--- Document section ---

At the conclusion of the act, the hump dividing the two sexes glowed red and the two sectors of the stage began to pull apart. Smoke rose from the crevasse. Parsifal, alone on stage, fascinated, drew close to peer into it. His next step was perfectly clear.

Act II opened within this hellish ravine, its cliff-like walls rising to imponderable heights with, at the rear of the stage, a very thin cleft seeming to lead to a molten corridor, useful for entrances and exits and (it seemed to me) full of sexual symbolism. The triangular stage was filled with a dark pool of red liquid. Front and center, in a dark suit and a crimson waistcoat, Klingsor (Evgeniy Nikitin, visually and vocally imposing), surrounded by Amazons in symmetrical array with long black hair, like the crew of some alien starship or the female counterpart of the male cult in Act I.

They are all standing in the red pool—except Kundry, who lies semi-conscious on a lip of the stage. The pool may represent menstrual blood, a source of our continued existence, remember, but one that occupies a highly magical place in folklore. In some cultures, women are said to feed their blood to men whom they wish to bewitch—or so say those men who fear the witchcraft of the women they oppress.

But this pool of blood also recalls two unhealing wounds: that of Amfortas, who sought to unite male with female sexually, and that of Klingsor himself, who sought to anneal his sexual urges by self-castration. We are now in Klingsor’s bloody kingdom, where everyone is female (or perhaps a female phantom), aside from Klingsor himself, a self-made man or rather, non-man: a eunuch.

The boundaries between the genders are not in effect here, and the women, instead of being discreetly veiled, carry spears, artificial phalloi. So does Klingsor, but his spear is the Holy Spear, stolen from the Knights of the Grail. The two wounds that Spear has made are the one in the side of the crucified Savior and the one in the groin of the sinning Amfortas. (His side, actually, in this discreet staging.)

--- Recorded data ---

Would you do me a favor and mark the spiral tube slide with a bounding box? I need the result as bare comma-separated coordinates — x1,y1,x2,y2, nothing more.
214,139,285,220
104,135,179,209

---

Carry the passage on the Parsifal staging forward, picking up after its final sentence. The listing is separate material and has no connection to the Parsifal passage.

> Output of the exercise
Enter Parsifal, still in shoes, wading into the sexual heat of this exotic realm. The Flower Maidens sing him their yearning, fragrant melody, and the simpleton becomes dizzy, intoxicated, confused. He staggers into their arms. But a woman in white summons him: “Parsifal,” the name he has forgotten, amid the bewildering scents he has forgotten, perhaps because it is the scent of his mother, the only woman to whom he had ever before been close. (Kaufmann seems stoned, entranced; his attractive baritonal voice rising by startling degrees to striking tenorial self-knowledge.) The woman in white, Kundry, sings of his long-dead father, his recently dead mother, of their yearning and their pain, of the carnal knowledge that produced their son.

Suddenly there is a bed of pure white sheets. Parsifal falls back across it, shirtless, stunned and bewildered. In the smoky air behind Kundry, Klingsor appears to gloat. Kundry gives the boy a delicate kiss. He kisses her more passionately, but his hunger is not lust; it is for another sort of knowledge. Through the kiss, Parsifal understands her yearning for oblivion and the feelings of the last man who kissed Kundry… Amfortas. In allowing himself to lust for the distraction of sex, Amfortas missed the chance to unite male and female in a spiritual consciousness.

Parsifal rejects Kundry’s entreaties to join her on the bed, and her intemperate desires emerge as bloodstains on its sheets. They are soaked in blood by the time Klingsor emerges from the expanded cleft in the ravine, the Spear in his hand. But Parsifal is too strong now for Klingsor’s magic; through understanding and pitying Amfortas, he has been able to resist Kundry, even to resist his pity for her desperation. He seizes the weapon and makes the sign of the cross. The Mage and his Maidens sink drowning into the pool of blood. (Were they real or an illusion of Klingsor’s?) Parsifal, still in his wet shoes, marches out.

In Act III, we find the kingdom of the Grail, fallen on hard times. There are bomb craters. The chairs of the circle lie about in heaps, as do the Knights and the women, the two groups still unable to console each other, still divided by the glowing stream running through the stage. Gurnemanz, in a shabby jacket and torn trousers, finds Kundry and wakes her, reaching across the stream to jostle her out of her bad dreams.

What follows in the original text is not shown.